• Text to read:
Now we have value_counts() for all the variables in acs. So what can we learn from them?

  • hhwt and perwt are always 100, so we can drop them.
  • gq now has just two levels, making it an indicator variable for which definition of household applies. We don’t care, so we’ll drop it too.
  • sex is an indicator variable, but with the levels 1 and 2. We’ll have to look up what they mean.
  • age has 92 unique values and a range that looks like actual years, so we can be confident it’s a continuous variable.
  • You might think hispanic would be an indicator variable, but with 22 unique values it must be a categorical variable.
  • race and marital_status are categorical. Again, we’ll have to look up what the numbers mean.
  • With 17 unique values and examples that are plausible numbers of years in school, edu could be a quantitative variable. We’ll examine this variable more closely.
  • With 2,614 unique values and values that look like plausible incomes we can be confident income is a continuous variable.

• Parts of the exercise:
1. In the notes on the acs variables, copy the stretch from "Now we have" through "it’s a continuous variable." word for word.
2. According to the notes on the acs variables, why must hispanic be treated as a categorical variable rather than an indicator variable?

Image object location entries:

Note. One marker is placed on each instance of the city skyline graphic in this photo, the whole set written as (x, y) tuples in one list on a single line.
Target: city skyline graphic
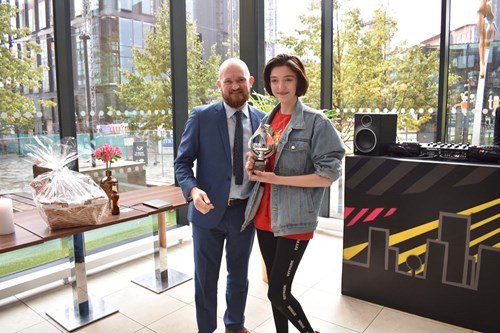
[(423, 237)]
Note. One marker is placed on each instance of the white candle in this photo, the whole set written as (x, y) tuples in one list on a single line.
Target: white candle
[(6, 216)]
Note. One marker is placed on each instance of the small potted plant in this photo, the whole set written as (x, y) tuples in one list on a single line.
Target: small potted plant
[(108, 154)]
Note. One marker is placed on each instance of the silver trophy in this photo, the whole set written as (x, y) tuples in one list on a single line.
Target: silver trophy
[(262, 145)]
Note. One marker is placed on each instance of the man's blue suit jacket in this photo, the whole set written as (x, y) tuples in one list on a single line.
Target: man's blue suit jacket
[(206, 141)]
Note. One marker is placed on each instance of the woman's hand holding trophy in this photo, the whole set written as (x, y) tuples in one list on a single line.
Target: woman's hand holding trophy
[(261, 146)]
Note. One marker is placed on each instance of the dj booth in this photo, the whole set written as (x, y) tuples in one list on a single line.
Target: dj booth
[(422, 232)]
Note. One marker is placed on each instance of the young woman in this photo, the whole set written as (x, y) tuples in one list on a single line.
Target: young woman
[(285, 203)]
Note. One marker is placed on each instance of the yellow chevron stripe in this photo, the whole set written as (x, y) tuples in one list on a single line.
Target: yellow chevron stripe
[(402, 236)]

• Results:
1.
Now we have value_counts() for all the variables in acs. So what can we learn from them?

  • hhwt and perwt are always 100, so we can drop them.
  • gq now has just two levels, making it an indicator variable for which definition of household applies. We don’t care, so we’ll drop it too.
  • sex is an indicator variable, but with the levels 1 and 2. We’ll have to look up what they mean.
  • age has 92 unique values and a range that looks like actual years, so we can be confident it’s a continuous variable.

2. It has 22 unique values. An indicator variable has only two levels, so with that many values hispanic must be categorical.